Problem description — Convert the data below into a JSON list of strings with one string per line, omitting blank lines. Begin at the line that contains "bungalow in the photo above." and continue through the last line of the data.
====== Exercise materials ======
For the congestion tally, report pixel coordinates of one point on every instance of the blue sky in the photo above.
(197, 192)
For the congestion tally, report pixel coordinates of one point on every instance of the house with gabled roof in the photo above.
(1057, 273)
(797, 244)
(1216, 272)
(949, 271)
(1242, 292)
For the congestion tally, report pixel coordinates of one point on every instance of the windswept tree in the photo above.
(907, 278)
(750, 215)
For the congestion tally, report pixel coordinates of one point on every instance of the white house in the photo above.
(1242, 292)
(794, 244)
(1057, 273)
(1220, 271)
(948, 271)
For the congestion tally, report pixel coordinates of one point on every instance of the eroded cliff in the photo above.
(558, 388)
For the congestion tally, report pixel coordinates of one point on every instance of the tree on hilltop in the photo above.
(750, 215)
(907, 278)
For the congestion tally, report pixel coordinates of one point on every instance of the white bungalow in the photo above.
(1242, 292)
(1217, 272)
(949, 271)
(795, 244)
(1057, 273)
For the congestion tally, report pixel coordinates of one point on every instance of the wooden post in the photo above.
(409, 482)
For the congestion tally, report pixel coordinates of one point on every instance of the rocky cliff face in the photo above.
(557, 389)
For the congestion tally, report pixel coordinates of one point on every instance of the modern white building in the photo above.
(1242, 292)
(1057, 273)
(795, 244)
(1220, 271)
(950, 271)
======
Exercise answer —
[
  "For the congestion tally, report pixel coordinates of one point on every instance of the white bungalow in the photo above.",
  "(1242, 292)",
  "(1217, 272)",
  "(949, 271)",
  "(795, 244)",
  "(1057, 273)",
  "For the congestion tally, report pixel coordinates of one point on every instance of the wooden post in the photo above.",
  "(409, 482)",
  "For the congestion tally, report pixel coordinates of one point on every instance of the rocky cliff face in the photo above.",
  "(557, 389)",
  "For the congestion tally, report pixel coordinates of one point on every instance of the modern white building in the photo above.",
  "(1242, 292)",
  "(1057, 273)",
  "(795, 244)",
  "(1220, 271)",
  "(950, 271)"
]